RAW DATA:
——————————
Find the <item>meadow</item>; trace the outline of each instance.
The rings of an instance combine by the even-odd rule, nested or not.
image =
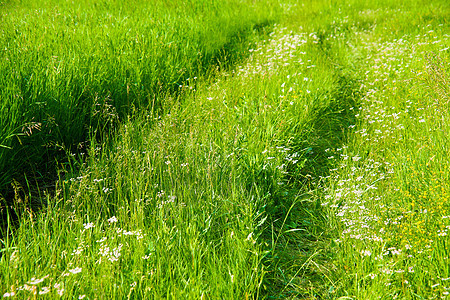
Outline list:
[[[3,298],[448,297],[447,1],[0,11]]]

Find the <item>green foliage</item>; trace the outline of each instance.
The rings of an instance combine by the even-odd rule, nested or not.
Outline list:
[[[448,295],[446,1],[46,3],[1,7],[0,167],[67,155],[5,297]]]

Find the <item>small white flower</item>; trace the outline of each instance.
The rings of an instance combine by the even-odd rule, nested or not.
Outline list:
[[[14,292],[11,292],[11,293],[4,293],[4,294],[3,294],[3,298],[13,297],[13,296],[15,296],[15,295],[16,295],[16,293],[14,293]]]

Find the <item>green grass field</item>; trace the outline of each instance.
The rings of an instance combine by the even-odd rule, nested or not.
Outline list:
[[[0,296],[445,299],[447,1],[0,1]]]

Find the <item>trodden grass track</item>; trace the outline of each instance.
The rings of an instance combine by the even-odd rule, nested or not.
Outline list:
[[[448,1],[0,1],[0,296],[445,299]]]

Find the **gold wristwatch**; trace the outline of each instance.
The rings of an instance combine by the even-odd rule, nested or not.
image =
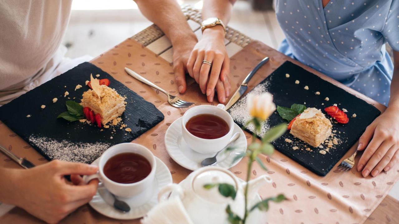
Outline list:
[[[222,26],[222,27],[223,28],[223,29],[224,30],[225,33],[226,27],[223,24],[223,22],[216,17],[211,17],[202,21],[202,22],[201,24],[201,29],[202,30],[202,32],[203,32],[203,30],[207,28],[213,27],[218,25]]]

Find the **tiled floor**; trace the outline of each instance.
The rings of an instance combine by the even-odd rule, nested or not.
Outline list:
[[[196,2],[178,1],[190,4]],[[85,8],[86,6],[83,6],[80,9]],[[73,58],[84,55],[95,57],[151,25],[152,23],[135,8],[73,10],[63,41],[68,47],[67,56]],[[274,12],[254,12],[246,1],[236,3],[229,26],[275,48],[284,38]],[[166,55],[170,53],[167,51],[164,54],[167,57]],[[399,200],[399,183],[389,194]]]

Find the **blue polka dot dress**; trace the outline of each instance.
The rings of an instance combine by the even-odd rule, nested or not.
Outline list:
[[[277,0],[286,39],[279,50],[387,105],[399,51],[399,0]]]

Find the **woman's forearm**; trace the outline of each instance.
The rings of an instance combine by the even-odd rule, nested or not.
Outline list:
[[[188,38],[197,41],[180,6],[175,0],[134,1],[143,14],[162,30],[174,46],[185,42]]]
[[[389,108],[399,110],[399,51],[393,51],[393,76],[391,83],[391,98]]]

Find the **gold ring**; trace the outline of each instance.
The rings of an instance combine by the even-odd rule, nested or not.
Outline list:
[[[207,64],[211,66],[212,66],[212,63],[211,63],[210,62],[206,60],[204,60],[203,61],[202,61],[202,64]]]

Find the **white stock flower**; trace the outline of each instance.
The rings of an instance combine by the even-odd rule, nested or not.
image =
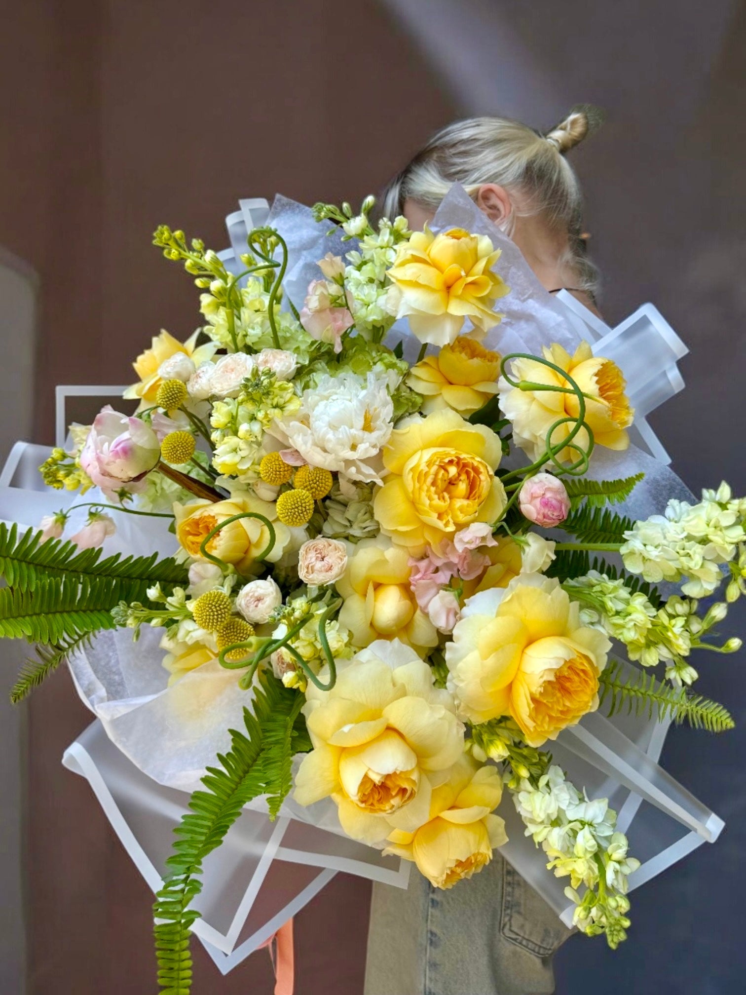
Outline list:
——————————
Rescale every entry from the line with "Find the **gold ring**;" through the end of the entries, both ends included, and reproduce those lines alone, requests included. Multiply each coordinate in the outline lists by 2.6 and round to a whole number, with halves rounded up, and leave the pictures out.

CORRECT OUTPUT:
Find the **gold ring**; trace the outline of each instance.
The rings of an instance combine by the even-odd rule, nested or not.
Outline list:
[[[538,166],[549,172],[551,172],[551,164],[549,164],[546,161],[536,156],[530,156],[528,159],[525,159],[525,166]]]

Find the **white stock flower**; trace the outline of each instance.
The rings of an instance combine by the even-odd rule, nested or not.
image =
Outline list:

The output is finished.